>>>
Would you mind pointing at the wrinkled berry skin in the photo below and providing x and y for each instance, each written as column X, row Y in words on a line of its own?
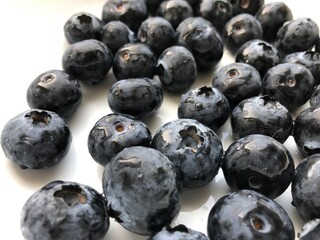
column 138, row 97
column 249, row 215
column 114, row 132
column 89, row 61
column 134, row 60
column 56, row 91
column 177, row 69
column 259, row 163
column 306, row 131
column 290, row 83
column 142, row 190
column 36, row 139
column 130, row 12
column 65, row 210
column 272, row 16
column 116, row 34
column 179, row 232
column 82, row 26
column 237, row 81
column 261, row 115
column 258, row 53
column 194, row 148
column 202, row 39
column 305, row 188
column 289, row 36
column 207, row 105
column 239, row 30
<<<
Copy out the rows above word for word, leaving out the picture.

Would you mind pointing at the wrinkled berry skin in the photo below and providing x and y for each instance, each written as column X, row Y in words on a line of its own?
column 138, row 97
column 249, row 215
column 114, row 132
column 89, row 61
column 134, row 60
column 56, row 91
column 177, row 69
column 259, row 163
column 306, row 131
column 290, row 83
column 142, row 190
column 36, row 139
column 130, row 12
column 65, row 210
column 272, row 16
column 116, row 34
column 179, row 232
column 82, row 26
column 237, row 81
column 261, row 115
column 258, row 53
column 194, row 148
column 202, row 39
column 305, row 188
column 289, row 36
column 207, row 105
column 239, row 30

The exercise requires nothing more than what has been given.